> [Task objective]: Return the full listing below, unchanged.
>>
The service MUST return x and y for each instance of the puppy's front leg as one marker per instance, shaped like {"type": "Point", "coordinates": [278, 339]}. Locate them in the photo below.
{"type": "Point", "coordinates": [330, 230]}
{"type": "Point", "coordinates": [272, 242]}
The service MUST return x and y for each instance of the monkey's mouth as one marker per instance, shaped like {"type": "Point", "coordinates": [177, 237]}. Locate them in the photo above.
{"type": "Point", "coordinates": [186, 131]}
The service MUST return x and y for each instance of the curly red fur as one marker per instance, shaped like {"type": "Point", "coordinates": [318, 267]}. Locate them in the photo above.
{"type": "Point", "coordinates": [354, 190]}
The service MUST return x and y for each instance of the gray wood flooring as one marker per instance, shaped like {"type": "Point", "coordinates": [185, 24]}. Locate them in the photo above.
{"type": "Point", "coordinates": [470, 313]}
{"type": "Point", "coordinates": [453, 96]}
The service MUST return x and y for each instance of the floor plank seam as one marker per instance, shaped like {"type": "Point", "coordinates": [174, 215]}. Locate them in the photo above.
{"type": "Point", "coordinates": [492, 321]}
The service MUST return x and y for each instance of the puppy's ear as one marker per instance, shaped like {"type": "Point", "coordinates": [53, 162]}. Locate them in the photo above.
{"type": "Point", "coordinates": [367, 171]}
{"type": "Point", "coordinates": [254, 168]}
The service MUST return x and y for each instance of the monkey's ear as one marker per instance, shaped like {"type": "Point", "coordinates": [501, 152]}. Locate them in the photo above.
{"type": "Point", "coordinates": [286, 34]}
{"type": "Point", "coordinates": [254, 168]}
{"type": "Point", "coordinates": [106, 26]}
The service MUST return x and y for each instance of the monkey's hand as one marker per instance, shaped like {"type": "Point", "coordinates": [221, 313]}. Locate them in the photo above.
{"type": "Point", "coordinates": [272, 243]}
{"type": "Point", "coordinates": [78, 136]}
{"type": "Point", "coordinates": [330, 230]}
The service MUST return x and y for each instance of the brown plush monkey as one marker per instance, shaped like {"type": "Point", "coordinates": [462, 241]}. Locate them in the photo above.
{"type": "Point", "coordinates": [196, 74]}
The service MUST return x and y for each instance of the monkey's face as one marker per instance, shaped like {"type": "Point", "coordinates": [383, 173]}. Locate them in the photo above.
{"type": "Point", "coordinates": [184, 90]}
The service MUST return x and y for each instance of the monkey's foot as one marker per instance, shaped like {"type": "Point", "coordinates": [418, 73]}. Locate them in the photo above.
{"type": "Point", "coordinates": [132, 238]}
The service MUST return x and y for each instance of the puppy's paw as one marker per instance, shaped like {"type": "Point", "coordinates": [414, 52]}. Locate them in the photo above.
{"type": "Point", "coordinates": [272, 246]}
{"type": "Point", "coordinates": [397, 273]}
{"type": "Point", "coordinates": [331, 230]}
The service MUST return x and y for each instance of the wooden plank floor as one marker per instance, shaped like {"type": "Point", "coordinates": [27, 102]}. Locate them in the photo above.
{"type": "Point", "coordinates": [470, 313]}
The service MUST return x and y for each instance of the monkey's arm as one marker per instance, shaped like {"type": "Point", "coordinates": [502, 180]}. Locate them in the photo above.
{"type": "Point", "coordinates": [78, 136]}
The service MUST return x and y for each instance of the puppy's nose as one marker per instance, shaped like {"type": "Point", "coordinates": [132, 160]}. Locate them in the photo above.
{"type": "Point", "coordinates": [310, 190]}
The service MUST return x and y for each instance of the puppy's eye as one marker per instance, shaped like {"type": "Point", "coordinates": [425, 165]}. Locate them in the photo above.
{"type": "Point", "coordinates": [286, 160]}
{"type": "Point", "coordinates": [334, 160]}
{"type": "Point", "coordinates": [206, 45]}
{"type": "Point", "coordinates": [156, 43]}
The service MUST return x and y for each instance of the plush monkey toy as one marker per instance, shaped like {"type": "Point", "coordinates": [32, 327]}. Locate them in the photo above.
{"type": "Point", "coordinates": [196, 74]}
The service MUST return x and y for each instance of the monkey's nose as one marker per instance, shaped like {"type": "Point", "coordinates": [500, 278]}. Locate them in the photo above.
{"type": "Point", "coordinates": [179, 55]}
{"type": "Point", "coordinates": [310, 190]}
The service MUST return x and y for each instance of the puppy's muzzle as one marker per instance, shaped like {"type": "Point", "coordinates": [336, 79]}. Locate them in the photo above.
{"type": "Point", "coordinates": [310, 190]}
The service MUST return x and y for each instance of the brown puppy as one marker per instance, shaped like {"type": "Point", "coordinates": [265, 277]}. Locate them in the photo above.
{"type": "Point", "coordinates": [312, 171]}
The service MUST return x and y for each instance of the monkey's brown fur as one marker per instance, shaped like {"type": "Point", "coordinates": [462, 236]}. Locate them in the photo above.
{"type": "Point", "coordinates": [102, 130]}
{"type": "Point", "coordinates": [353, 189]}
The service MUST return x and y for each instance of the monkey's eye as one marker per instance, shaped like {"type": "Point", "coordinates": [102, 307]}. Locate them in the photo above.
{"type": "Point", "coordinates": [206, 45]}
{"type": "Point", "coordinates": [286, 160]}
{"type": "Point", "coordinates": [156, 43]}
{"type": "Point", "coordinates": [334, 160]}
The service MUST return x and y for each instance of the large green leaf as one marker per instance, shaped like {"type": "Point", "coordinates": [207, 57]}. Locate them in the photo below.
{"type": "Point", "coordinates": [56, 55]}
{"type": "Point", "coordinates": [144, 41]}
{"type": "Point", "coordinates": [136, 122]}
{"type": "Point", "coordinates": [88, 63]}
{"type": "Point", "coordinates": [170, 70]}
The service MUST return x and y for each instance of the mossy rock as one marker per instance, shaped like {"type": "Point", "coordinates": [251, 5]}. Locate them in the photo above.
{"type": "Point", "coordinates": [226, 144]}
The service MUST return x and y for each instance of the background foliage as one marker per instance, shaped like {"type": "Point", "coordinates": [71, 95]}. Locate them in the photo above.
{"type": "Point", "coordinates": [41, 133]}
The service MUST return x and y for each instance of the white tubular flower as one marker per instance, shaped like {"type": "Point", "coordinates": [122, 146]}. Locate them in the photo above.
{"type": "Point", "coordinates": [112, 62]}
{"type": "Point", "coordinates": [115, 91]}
<<
> [Written response]:
The service MUST return x and y for each instance of the puppy's front leg as one marker per instance, shaped like {"type": "Point", "coordinates": [278, 339]}. Locate them in the photo below.
{"type": "Point", "coordinates": [330, 230]}
{"type": "Point", "coordinates": [272, 242]}
The service MUST return x and y for each instance of the monkey's mouth as one marker per instance, shaped like {"type": "Point", "coordinates": [177, 237]}. Locate them in the photo above.
{"type": "Point", "coordinates": [186, 131]}
The service MUST return x and y for each instance of the curly red fur as one marker per instance, shaped like {"type": "Point", "coordinates": [318, 267]}. Locate them in the photo above.
{"type": "Point", "coordinates": [354, 190]}
The service MUST return x and y for each instance of the gray wood flooring as one marker per instance, shaped like {"type": "Point", "coordinates": [185, 24]}. Locate them in the photo above.
{"type": "Point", "coordinates": [470, 313]}
{"type": "Point", "coordinates": [453, 96]}
The service MUST return x and y for each instance of the floor plank seam as one marker per instance, shaped like {"type": "Point", "coordinates": [174, 215]}. Locate them in the photo above.
{"type": "Point", "coordinates": [492, 321]}
The service MUST return x and y for each instance of the puppy's ear as one marker per instance, shaped like {"type": "Point", "coordinates": [53, 162]}. Locate them in the photo above.
{"type": "Point", "coordinates": [367, 171]}
{"type": "Point", "coordinates": [254, 168]}
The service MUST return x and y for each instance of the monkey's ear as one marker per instance, shaped like {"type": "Point", "coordinates": [501, 152]}. Locate them in the photo above.
{"type": "Point", "coordinates": [286, 34]}
{"type": "Point", "coordinates": [254, 168]}
{"type": "Point", "coordinates": [106, 26]}
The service MUST return x and y for each instance of the monkey's hand as one marker per instance, shaped like {"type": "Point", "coordinates": [221, 313]}. Locate them in the photo above.
{"type": "Point", "coordinates": [272, 243]}
{"type": "Point", "coordinates": [78, 136]}
{"type": "Point", "coordinates": [330, 230]}
The service MUST return x and y for each instance of the brown plush monkey as one marker per instance, shaped like {"type": "Point", "coordinates": [462, 241]}. Locate them in the photo above.
{"type": "Point", "coordinates": [196, 74]}
The service MUST return x and y for each instance of the monkey's face as one marker per instance, shaped like {"type": "Point", "coordinates": [383, 173]}. Locate them in the photo above.
{"type": "Point", "coordinates": [184, 90]}
The service MUST return x and y for each instance of the monkey's foot as one marker per instance, shaped like {"type": "Point", "coordinates": [418, 73]}. Locate them in the photo above.
{"type": "Point", "coordinates": [132, 238]}
The service MUST return x and y for each instance of the puppy's paw as one marker per instance, shaped like {"type": "Point", "coordinates": [414, 52]}. Locate them in the photo above.
{"type": "Point", "coordinates": [272, 246]}
{"type": "Point", "coordinates": [397, 273]}
{"type": "Point", "coordinates": [331, 230]}
The service MUST return x and y for each instance of the wooden plank floor as one marker per instance, shaped like {"type": "Point", "coordinates": [27, 102]}. Locate them in the photo above.
{"type": "Point", "coordinates": [470, 313]}
The service MUST return x and y for each instance of the monkey's arm as one marker per instance, shaped like {"type": "Point", "coordinates": [502, 180]}. Locate them in the photo above.
{"type": "Point", "coordinates": [78, 136]}
The service MUST return x and y for each instance of the puppy's nose as one marker per instance, shaped like {"type": "Point", "coordinates": [132, 160]}. Locate them in the photo above.
{"type": "Point", "coordinates": [310, 190]}
The service MUST return x and y for each instance of the puppy's eye as one marker per instance, shaped like {"type": "Point", "coordinates": [425, 165]}. Locate them in the photo above.
{"type": "Point", "coordinates": [286, 160]}
{"type": "Point", "coordinates": [334, 160]}
{"type": "Point", "coordinates": [206, 45]}
{"type": "Point", "coordinates": [156, 43]}
The service MUST return x and y for each instance of the plush monkey toy as one marker per instance, shaped like {"type": "Point", "coordinates": [32, 327]}. Locate them in the photo above.
{"type": "Point", "coordinates": [196, 74]}
The service MUST return x and y for each instance of the monkey's nose as one marker per instance, shaped like {"type": "Point", "coordinates": [500, 278]}. Locate them in the photo above.
{"type": "Point", "coordinates": [179, 55]}
{"type": "Point", "coordinates": [310, 190]}
The service MUST return x and y for each instance of the puppy's muzzle as one marker per instance, shaped like {"type": "Point", "coordinates": [336, 79]}. Locate them in the photo above.
{"type": "Point", "coordinates": [310, 190]}
The service MUST return x and y for each instance of the brown puppy as one marker per instance, shaped like {"type": "Point", "coordinates": [265, 277]}. Locate them in the photo above.
{"type": "Point", "coordinates": [312, 171]}
The service MUST return x and y for each instance of the monkey's brown fur as one marker per instance, shaped like {"type": "Point", "coordinates": [462, 236]}. Locate them in the photo above.
{"type": "Point", "coordinates": [102, 130]}
{"type": "Point", "coordinates": [353, 189]}
The service MUST return x and y for each instance of the monkey's eye as one marker per instance, shaped like {"type": "Point", "coordinates": [102, 307]}. Locate them in the photo above.
{"type": "Point", "coordinates": [206, 45]}
{"type": "Point", "coordinates": [286, 160]}
{"type": "Point", "coordinates": [156, 43]}
{"type": "Point", "coordinates": [334, 160]}
The service MUST return x and y for each instance of the large green leaf as one marker per instance, shaped like {"type": "Point", "coordinates": [207, 57]}. Locate them in the photo below.
{"type": "Point", "coordinates": [56, 55]}
{"type": "Point", "coordinates": [144, 41]}
{"type": "Point", "coordinates": [136, 122]}
{"type": "Point", "coordinates": [88, 63]}
{"type": "Point", "coordinates": [170, 70]}
The service MUST return x and y for each instance of the mossy rock as one marker per instance, shaped like {"type": "Point", "coordinates": [251, 5]}. Locate them in the photo above.
{"type": "Point", "coordinates": [226, 144]}
The service MUST return x and y for each instance of the background foliage as one marker per instance, shaped like {"type": "Point", "coordinates": [71, 95]}. Locate them in the photo above.
{"type": "Point", "coordinates": [41, 133]}
The service MUST return x and y for each instance of the white tubular flower as one marker per instance, shaped like {"type": "Point", "coordinates": [122, 146]}. Locate them in the photo above.
{"type": "Point", "coordinates": [112, 62]}
{"type": "Point", "coordinates": [115, 91]}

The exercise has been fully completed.